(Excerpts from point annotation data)
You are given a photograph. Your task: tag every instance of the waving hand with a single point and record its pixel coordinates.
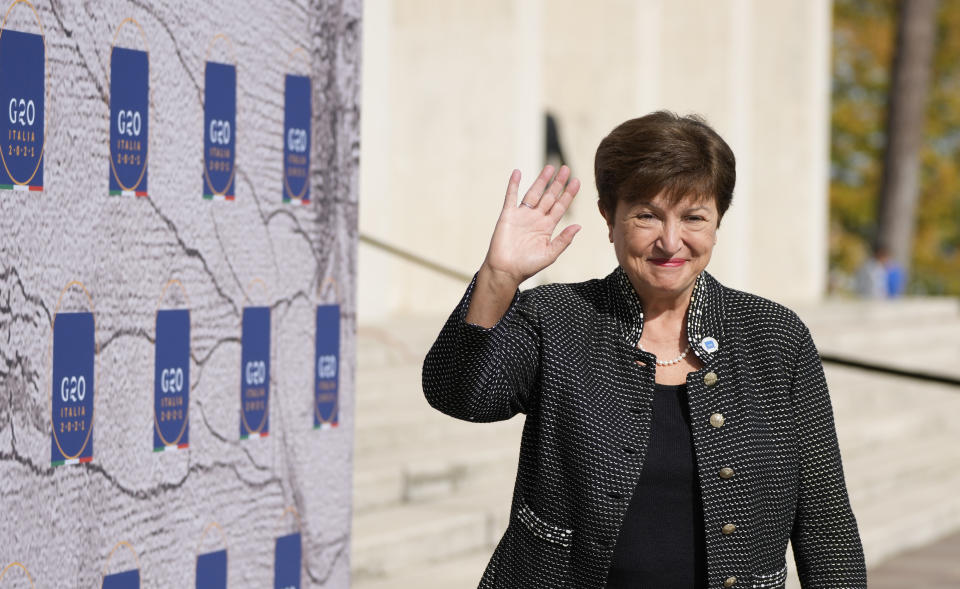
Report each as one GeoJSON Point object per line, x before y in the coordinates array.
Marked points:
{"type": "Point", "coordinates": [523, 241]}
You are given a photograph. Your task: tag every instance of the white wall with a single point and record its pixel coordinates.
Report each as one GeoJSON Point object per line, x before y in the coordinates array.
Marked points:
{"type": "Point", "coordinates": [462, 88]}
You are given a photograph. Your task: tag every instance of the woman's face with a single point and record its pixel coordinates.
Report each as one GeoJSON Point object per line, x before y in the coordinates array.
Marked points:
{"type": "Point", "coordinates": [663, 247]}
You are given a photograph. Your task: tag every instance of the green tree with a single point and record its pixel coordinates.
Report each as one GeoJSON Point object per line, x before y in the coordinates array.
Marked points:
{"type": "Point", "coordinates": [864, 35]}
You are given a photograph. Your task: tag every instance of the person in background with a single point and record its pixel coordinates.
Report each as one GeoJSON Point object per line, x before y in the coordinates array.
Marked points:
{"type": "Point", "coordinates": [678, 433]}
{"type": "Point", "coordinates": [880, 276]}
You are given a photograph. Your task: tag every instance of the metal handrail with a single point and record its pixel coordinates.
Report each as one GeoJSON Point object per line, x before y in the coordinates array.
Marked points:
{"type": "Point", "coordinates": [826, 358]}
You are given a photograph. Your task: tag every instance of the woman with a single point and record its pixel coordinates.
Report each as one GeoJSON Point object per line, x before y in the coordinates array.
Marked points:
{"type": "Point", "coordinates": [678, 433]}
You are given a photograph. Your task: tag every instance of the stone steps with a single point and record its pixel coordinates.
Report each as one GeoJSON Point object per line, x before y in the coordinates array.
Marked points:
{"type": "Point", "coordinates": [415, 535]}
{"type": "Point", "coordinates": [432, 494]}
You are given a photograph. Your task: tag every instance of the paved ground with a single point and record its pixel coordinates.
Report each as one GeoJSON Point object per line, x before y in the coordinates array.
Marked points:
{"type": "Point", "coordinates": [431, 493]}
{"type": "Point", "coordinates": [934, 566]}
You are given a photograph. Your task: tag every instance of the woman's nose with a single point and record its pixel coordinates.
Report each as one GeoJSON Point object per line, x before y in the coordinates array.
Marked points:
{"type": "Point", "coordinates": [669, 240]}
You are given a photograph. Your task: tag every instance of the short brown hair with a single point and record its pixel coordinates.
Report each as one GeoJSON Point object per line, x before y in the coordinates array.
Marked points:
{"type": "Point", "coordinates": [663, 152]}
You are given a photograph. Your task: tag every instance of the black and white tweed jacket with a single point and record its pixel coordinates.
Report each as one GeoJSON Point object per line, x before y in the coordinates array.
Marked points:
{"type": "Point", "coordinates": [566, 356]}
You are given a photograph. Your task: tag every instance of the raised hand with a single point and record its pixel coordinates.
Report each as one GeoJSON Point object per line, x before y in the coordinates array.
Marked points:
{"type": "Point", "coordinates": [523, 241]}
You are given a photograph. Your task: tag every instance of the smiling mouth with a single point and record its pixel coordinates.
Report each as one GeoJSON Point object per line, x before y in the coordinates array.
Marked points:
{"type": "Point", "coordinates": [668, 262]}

#### PROBLEM DETAILS
Reproduce all of the data above line for line, without any change, and leave the pictures out of your answer.

#### IN RESPONSE
You are given a photograph. Your task: tag every instance of the waving hand with a single point and record its pixel coordinates.
Report each as one GeoJSON Point object per line, x before y in the coordinates array.
Marked points:
{"type": "Point", "coordinates": [523, 241]}
You are given a photograph. Your task: tag every instance of the white wall with a single point and record its pixel coordinates.
Report each as one GeoJSON Point object per line, x before y in the coordinates array.
Marked points:
{"type": "Point", "coordinates": [462, 88]}
You are given a photograph. Your task: tag every instance of the woman's face with a single point and record its pixel coordinates.
Report each as one GeoJSON Point object per line, x before y in the coordinates array.
Marked points:
{"type": "Point", "coordinates": [663, 247]}
You are given a photograph. Your task: tag every instance of the green tree with a single point and record its pixel coordinates.
Report each as one GeoJSON Point object per line, x before y in the coordinates array.
Marked points:
{"type": "Point", "coordinates": [864, 35]}
You are given a photograph. Your task: tag every instance of the person in background with a single point and record its pixel coordinates.
Report each as one GeoJSON Point object per line, x before y in the coordinates array.
Marked points:
{"type": "Point", "coordinates": [678, 433]}
{"type": "Point", "coordinates": [880, 276]}
You are given a photograph. Your task: tag every instance of the metal handrail with a single point and record its pixel coordinates.
Report each as one GeoJSON Point object per line, x before y in the coordinates array.
Marked points:
{"type": "Point", "coordinates": [826, 358]}
You are given a photograph. Your task: tag every instance of the woman with a single point and record its pixel coordinates.
Report each as one GeoJSON Point object per line, x before y in the coordinates array.
Marked points:
{"type": "Point", "coordinates": [678, 433]}
You are given a photograph. Your task: tag every instance of the stone steps with a single point and record its pixel coordinates.
Report each as one GeoJSON Point object per line, x before y in the coordinates array.
Marked points:
{"type": "Point", "coordinates": [415, 535]}
{"type": "Point", "coordinates": [432, 494]}
You are given a photograph. Your task: tag every instance of the paved ground with a single point and record its pixel coordinates.
Report each as one GeoJSON Point object per line, x before y in the coordinates array.
Marked points:
{"type": "Point", "coordinates": [431, 493]}
{"type": "Point", "coordinates": [934, 566]}
You are given a photograph. Your task: tag every instance of the woman's nose with a single point and record its pixel coordinates.
Report each as one GeoJSON Point object per line, x before y in the coordinates array.
Marked points:
{"type": "Point", "coordinates": [669, 240]}
You are given a photograph. Your task: tag every instance of the short brown hair with a single point and record its pixel coordinates.
Report each as one GeoJSON Point object per line, x before y in the coordinates array.
Marked points:
{"type": "Point", "coordinates": [663, 152]}
You are given a photograph. Your task: tag every instance of the black and white tweed jacket with a single point and record its pixel coordinates.
Report each as one GeoJSON Point object per line, x before y in the coordinates array.
Marked points:
{"type": "Point", "coordinates": [566, 356]}
You are given a photograph. Your task: tag every instance of the raised hand with a single point and record its pixel coordinates.
Report each as one GeoJSON Point object per line, x before y in the coordinates array.
Marked points:
{"type": "Point", "coordinates": [523, 241]}
You are given a photograph. Your task: tag every instance of the smiling mouth with a single point and record its pixel coordinates.
Report each as one GeoJSON Point object per line, x before y in the coordinates array.
Marked points:
{"type": "Point", "coordinates": [668, 262]}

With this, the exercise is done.